**DIRECTIONS**:
(1) Using the passage on Sri Lanka's economy, decide whether each statement below agrees with it: (a) Foreign currency debt has doubled since 2010. (b) Total country debt reached its peak of 116% of GDP in 2010. (c) Economic growth fell from 9% in 2012 to 3% in 2018. For each, answer yes or no and quote the words of the passage that decide it.
(2) Reproduce everything in the passage on Sri Lanka's economy from "The third is" down to "billion in 2010.".
(3) In the passage on Sri Lanka's economy, which economic consultancy forecasts that total country debt will rise to $62 billion by 2021?

**PASSAGE**:
--------------------------------

Anxieties and fears about the future are widespread and deserved. Since the war’s end, a dozen years ago, Sri Lanka has perhaps failed to meet the expectations of some of its people about reconciliation; and all of its people about a ‘peace dividend’. As crucial as reconciliation, and a common Sri Lankan identity, is for all its citizens to feel a sense of belonging, happy and free, it’s not the intent of this piece to explore how to achieve that. Instead, we will discuss how Sri Lanka can deliver fast and sustainable economic growth even under the existing limitations. Our suggestions are bold, grounded in fact and can be implemented quickly. These ideas, which require reforms to enable them, will also generate enduring economic growth.
However, it’s important to appreciate three facts. The first is that any economic stimulus will only offer a temporary fillip. The tax cuts implemented by the government will reduce government revenue and increase the budget deficit. How far-reaching their effects will be depends on how people and companies respond to these changes.
The second fact is that, driven by technology, how the world functions has transformed in the last decade or two. The internet, manufacturing automation, and now artificial intelligence have transformed how things are made, productivity and consumer expectations.
The third is to realise that Sri Lanka’s economic position has relatively deteriorated and that any economic plan must account for that impact. Total public debt is equivalent to 83% of the country’s economic output (GDP). Around half of the government debt or $42 billion is owed in foreign currency. Foreign currency debt has doubled from $21 billion in 2010.
Sri Lanka’s total external debt, which includes the private sector’s foreign currency borrowings, stood at $55.5 billion, equal to 65% of GDP, by the second quarter of 2019. Over the last decade, the total external debt stock has risen by $3.7 billion annually.
When the government’s rupee debt is added to the total external debt (which includes the private sector’s foreign currency loans) the total exceeds 100% of Sri Lanka’s 2018 GDP. Total country debt has been higher in the past. In 2002 it peaked at 116% of GDP but declined to 77% by 2010.
Frontier Research, an economic consultancy, forecasts total country debt will rise to $62 billion by 2021 or by around $3.3 billion annually. Sri Lanka’s high debt payments, low economic growth and volatile reserve position led to a credit downgrade in 2018 and, after the tax cut led stimulus was announced in late 2019, a credit outlook downgrade. Economic growth has been falling continuously from 9% in 2012 to 3% in 2018. The growth projections for 2019 have been even below 3%.
Sri Lanka’s competitive position globally is also eroding. The country’s share in world manufacturing exports increased from 0.05% in the mid-1980s to about 0.11% in 1999 but has since declined, reverting to the level in the early 1980s. As the home market is rather small, to scale, successful companies will have to sell products and services overseas. Based on the evidence it can be argued that the competitiveness of Sri Lankan firms has halved in the last two decades.

--------------------------------

**DATA EXCERPT**:
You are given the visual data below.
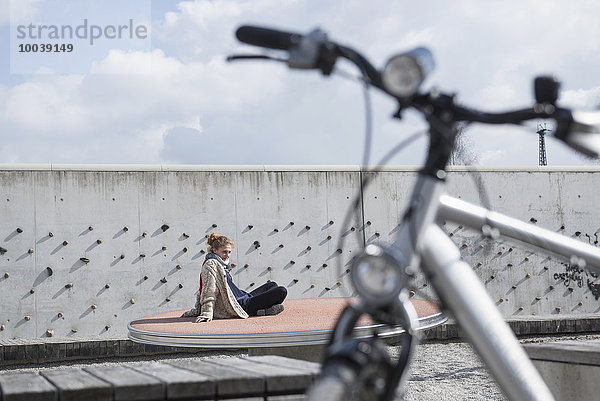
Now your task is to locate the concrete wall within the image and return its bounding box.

--------------------------------

**FULL SOLUTIONS**:
(1)
(a) Yes: "Foreign currency debt has doubled from $21 billion in 2010."
(b) No: "In 2002 it peaked at 116% of GDP but declined to 77% by 2010."
(c) Yes: "Economic growth has been falling continuously from 9% in 2012 to 3% in 2018."

(2)
The third is to realise that Sri Lanka’s economic position has relatively deteriorated and that any economic plan must account for that impact. Total public debt is equivalent to 83% of the country’s economic output (GDP). Around half of the government debt or $42 billion is owed in foreign currency. Foreign currency debt has doubled from $21 billion in 2010.

(3) Frontier Research.